===== Material for this exercise =====

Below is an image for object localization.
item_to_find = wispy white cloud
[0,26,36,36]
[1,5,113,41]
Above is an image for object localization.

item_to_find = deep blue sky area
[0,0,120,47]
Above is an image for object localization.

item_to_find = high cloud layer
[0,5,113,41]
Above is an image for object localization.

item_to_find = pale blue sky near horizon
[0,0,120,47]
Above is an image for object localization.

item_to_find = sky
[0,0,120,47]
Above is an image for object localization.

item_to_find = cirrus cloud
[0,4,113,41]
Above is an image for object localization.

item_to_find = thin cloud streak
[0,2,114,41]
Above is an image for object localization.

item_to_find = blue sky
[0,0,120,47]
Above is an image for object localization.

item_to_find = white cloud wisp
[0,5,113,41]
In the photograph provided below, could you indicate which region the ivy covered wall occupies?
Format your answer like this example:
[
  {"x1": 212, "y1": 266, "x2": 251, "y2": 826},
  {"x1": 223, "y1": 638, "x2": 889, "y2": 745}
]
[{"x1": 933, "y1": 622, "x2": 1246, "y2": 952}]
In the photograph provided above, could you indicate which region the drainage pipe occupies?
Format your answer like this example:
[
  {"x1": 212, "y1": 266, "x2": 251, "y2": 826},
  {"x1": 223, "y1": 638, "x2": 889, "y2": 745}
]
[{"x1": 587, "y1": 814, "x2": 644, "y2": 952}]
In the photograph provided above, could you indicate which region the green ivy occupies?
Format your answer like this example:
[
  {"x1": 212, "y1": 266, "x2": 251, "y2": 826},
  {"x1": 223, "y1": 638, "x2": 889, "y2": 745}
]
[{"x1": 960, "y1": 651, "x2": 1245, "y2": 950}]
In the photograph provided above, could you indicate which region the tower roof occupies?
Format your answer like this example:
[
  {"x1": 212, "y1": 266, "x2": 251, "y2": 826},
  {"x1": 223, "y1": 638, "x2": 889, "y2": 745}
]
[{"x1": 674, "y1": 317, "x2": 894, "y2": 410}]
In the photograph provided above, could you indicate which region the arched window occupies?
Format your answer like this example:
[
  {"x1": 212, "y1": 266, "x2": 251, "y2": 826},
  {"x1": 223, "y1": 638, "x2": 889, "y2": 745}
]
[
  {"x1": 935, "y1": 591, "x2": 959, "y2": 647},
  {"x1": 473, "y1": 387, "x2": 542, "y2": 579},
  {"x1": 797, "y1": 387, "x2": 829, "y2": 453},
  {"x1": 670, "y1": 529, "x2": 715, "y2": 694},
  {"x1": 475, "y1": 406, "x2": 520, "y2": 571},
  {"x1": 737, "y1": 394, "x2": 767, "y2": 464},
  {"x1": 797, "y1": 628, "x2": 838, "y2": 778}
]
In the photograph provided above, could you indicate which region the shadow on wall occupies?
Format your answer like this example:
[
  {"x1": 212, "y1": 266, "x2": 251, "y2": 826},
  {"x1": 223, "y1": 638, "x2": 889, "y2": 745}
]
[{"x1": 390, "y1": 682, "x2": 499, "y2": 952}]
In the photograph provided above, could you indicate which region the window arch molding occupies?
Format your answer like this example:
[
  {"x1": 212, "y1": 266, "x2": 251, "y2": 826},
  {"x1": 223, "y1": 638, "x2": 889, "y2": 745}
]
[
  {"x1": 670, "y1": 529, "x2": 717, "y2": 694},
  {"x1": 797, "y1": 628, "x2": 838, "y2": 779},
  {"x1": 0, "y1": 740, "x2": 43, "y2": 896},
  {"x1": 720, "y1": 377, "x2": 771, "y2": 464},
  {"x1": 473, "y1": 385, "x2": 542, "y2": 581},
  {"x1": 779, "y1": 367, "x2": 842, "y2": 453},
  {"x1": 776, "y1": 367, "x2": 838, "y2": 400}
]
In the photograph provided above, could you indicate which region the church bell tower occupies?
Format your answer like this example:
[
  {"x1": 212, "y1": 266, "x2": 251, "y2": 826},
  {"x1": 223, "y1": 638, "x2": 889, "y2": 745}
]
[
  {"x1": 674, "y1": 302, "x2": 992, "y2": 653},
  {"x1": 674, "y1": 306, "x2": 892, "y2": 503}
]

=====
===== Material for this exercise =====

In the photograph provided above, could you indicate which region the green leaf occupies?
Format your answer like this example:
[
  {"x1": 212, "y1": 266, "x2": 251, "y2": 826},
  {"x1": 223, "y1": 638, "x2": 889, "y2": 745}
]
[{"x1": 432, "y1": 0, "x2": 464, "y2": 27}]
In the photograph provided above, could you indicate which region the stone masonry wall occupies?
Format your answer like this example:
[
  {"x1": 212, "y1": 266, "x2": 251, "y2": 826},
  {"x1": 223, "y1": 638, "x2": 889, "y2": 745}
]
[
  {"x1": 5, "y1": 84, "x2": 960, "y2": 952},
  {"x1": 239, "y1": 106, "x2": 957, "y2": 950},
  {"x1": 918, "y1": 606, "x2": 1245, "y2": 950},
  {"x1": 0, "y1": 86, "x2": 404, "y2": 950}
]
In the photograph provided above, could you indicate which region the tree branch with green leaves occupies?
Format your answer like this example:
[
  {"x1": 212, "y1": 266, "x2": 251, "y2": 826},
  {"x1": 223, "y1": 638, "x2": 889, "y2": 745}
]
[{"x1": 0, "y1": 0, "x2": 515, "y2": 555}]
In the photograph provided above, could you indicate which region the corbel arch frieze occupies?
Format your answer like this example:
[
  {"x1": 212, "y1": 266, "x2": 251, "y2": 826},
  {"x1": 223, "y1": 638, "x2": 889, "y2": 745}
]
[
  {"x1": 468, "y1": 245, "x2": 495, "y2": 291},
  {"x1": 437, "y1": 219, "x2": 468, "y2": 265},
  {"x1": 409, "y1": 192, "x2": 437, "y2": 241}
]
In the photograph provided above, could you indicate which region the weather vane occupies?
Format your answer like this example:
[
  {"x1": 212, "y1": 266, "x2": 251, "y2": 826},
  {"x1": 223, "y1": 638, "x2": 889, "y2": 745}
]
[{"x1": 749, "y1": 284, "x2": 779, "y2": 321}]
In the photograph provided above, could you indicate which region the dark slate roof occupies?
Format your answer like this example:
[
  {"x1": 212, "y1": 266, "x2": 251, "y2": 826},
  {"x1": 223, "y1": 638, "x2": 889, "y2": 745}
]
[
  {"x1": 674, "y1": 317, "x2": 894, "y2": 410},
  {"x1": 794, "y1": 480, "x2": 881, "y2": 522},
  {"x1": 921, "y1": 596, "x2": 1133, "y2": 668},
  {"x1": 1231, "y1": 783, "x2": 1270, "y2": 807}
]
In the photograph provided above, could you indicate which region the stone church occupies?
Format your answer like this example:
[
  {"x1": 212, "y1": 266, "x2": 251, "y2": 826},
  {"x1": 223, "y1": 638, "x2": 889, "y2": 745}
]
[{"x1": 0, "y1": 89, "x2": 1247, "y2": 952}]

=====
===== Material for this exercise =====

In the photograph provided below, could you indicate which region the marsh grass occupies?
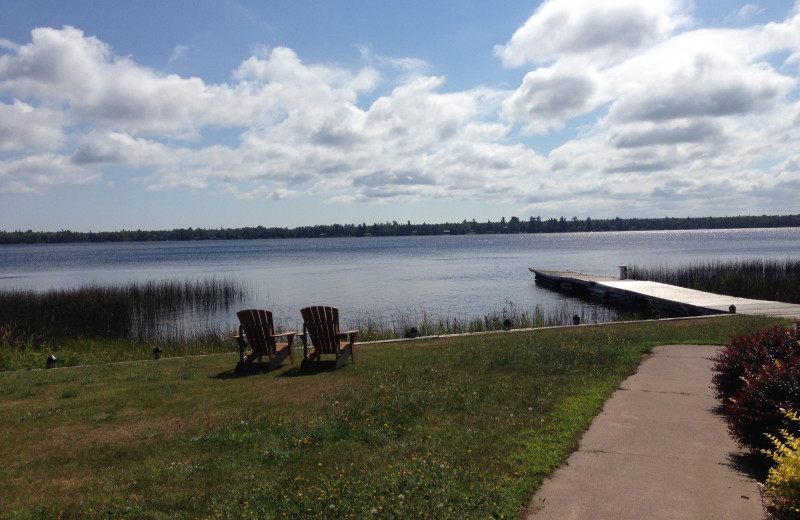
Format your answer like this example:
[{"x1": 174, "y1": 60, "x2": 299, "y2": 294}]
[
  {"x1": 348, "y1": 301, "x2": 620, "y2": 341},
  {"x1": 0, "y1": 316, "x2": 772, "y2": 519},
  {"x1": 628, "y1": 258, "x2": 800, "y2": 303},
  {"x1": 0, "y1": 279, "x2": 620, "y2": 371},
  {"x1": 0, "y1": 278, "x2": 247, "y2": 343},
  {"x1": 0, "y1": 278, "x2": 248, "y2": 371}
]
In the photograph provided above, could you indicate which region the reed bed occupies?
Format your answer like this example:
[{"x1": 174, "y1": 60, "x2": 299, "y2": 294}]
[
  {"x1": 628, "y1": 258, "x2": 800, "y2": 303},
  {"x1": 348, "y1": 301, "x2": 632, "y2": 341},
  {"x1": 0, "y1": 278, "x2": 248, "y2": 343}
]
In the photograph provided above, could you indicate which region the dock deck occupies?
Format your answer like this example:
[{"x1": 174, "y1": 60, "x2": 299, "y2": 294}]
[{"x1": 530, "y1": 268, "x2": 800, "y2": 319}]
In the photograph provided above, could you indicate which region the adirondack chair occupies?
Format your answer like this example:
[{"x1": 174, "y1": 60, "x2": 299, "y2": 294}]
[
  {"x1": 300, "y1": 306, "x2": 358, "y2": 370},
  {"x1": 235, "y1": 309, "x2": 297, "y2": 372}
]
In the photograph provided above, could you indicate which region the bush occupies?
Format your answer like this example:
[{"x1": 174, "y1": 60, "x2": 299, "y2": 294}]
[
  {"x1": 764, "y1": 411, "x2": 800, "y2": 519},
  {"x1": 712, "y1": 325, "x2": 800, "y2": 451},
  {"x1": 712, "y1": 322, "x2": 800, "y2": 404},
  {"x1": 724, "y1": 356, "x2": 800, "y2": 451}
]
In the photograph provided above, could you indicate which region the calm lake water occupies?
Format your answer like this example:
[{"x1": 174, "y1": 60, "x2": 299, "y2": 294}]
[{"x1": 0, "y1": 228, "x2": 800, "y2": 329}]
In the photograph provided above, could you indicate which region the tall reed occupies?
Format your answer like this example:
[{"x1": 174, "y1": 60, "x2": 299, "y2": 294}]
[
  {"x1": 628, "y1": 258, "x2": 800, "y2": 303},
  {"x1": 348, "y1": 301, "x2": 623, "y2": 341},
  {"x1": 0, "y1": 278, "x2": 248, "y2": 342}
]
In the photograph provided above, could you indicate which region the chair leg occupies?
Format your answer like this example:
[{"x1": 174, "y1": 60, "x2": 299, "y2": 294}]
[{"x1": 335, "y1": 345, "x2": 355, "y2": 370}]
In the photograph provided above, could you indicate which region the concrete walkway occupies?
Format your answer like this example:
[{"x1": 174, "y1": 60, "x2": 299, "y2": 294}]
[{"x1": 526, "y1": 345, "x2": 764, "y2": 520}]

=====

Given task => Pull out every row above that contains the string "blue", with case counting, and copy each of those rows in full.

Task response =>
item_to_find = deep blue sky area
item_to_find = pale blue sky near horizon
item_to_find = blue sky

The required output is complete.